● **REQUIRED TASK**
Copy out word for word the stretch of items from the line containing "of the ceiling" through the end of the items, including both ends.

>>

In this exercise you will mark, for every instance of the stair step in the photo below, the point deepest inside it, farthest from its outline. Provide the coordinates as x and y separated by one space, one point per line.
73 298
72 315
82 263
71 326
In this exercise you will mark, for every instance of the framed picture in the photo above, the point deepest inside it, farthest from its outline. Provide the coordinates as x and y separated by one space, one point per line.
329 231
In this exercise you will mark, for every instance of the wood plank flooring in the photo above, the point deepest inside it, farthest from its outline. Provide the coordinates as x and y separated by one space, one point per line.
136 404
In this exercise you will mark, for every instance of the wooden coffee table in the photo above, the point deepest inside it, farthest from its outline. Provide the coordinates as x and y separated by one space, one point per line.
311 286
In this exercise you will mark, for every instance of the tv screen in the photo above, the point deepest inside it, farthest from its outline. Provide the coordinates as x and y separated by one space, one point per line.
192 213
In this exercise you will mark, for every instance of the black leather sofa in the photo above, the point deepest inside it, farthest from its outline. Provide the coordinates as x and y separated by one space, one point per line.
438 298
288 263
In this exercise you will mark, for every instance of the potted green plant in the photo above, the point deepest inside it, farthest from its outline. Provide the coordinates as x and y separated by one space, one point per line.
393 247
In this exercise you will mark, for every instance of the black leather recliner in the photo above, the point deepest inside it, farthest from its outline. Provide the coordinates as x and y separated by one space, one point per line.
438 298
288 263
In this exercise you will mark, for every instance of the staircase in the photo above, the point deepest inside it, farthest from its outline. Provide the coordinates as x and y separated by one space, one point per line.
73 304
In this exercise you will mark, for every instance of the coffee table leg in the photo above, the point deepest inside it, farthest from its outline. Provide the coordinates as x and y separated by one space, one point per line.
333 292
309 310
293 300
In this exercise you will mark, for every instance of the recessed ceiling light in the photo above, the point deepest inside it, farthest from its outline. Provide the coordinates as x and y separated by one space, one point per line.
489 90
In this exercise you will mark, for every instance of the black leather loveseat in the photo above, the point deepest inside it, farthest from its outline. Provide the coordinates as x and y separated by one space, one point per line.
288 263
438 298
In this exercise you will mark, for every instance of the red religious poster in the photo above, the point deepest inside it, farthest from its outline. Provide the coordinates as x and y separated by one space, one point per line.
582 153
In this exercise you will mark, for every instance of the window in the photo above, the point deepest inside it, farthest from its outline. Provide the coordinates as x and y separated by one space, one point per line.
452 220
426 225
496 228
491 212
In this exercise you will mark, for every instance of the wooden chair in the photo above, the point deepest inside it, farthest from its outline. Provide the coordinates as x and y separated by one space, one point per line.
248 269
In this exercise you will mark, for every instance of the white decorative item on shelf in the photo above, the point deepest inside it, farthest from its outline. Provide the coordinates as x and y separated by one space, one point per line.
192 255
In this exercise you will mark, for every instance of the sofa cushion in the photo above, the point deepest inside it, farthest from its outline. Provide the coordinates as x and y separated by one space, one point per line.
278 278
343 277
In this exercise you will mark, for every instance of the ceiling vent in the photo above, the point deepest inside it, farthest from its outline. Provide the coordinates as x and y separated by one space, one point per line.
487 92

<<

● **CORRECT ANSWER**
In this exercise you will mark, for every instance of the ceiling vent in the photo above, the point deepest inside it, farthest from its outline. Provide the coordinates as x and y separated by one space, one point per line.
487 92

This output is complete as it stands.